• [Excerpted passage]

Gene Chandler's "Duke of Earl" was released on Vee Jay Records in 1961. It became his biggest hit reaching #1 and selling over one million copies worldwide.
The Beatles made their London-area debut on television in 1962 when they appeared in a live broadcast from Wembley on ‘Tuesday Rendezvous’, on ITV station Rediffusion. The Beatles performed live, doing lip-sync performances of "Love Me Do" and 45 seconds of "P.S. I Love You."
The Beatles released their fourth album 'Beatles For Sale' in 1964. The album featured: "No Reply," "I'm a Loser," "Rock and Roll Music," "I'll Follow the Sun," "Eight Days a Week," "I Don't Want to Spoil the Party" and "Everybody's Trying to Be My Baby," among others.
Also in 1964, the Beatles fan club in England announced its current membership now totaled 65,000.
The Kinks entered the Hot 100 in 1965 with a song that sets them apart from every other contemporary British band, "A Well Respected Man," a tune which marks the beginning of band leader Ray Davies' look of the British way of life. The song peaked at #13 in its 14 weeks on the charts.
In 1965, Rolling Stones guitarist Keith Richards was knocked out by an unground microphone during a concert in Sacramento, California. He recovered in seven minutes and the concert continued.
In 1965, Ken Kesey and his Merry Pranksters held the second Acid Test — a psychedelic multimedia happening fueled by liberal ingestion of the hallucinogenic drug LSD — at a home in San Jose. The Grateful Dead, having recently changed their name from the Warlocks, provided the music.
The Byrds started a three week run at #1 on the US singles chart in 1965 with 'Turn! Turn! Turn!' the group's second #1.

• [Data shown]
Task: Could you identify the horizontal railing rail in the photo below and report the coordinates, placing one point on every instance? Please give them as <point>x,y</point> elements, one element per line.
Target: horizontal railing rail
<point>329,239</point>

• [Problems to work on]
a: List the songs that the music history notes name as featured on the album 'Beatles For Sale'.
b: For each statement, say whether it agrees with the music history notes, and quote the words that decide it: (i) Keith Richards recovered and the concert went on. (ii) "A Well Respected Man" reached #1 on the charts. (iii) The Grateful Dead had earlier been called the Warlocks.

• [Answers for this exercise]
a:
"No Reply"
"I'm a Loser"
"Rock and Roll Music"
"I'll Follow the Sun"
"Eight Days a Week"
"I Don't Want to Spoil the Party"
"Everybody's Trying to Be My Baby"

b:
(i) Yes: "He recovered in seven minutes and the concert continued."
(ii) No: "The song peaked at #13 in its 14 weeks on the charts."
(iii) Yes: "having recently changed their name from the Warlocks"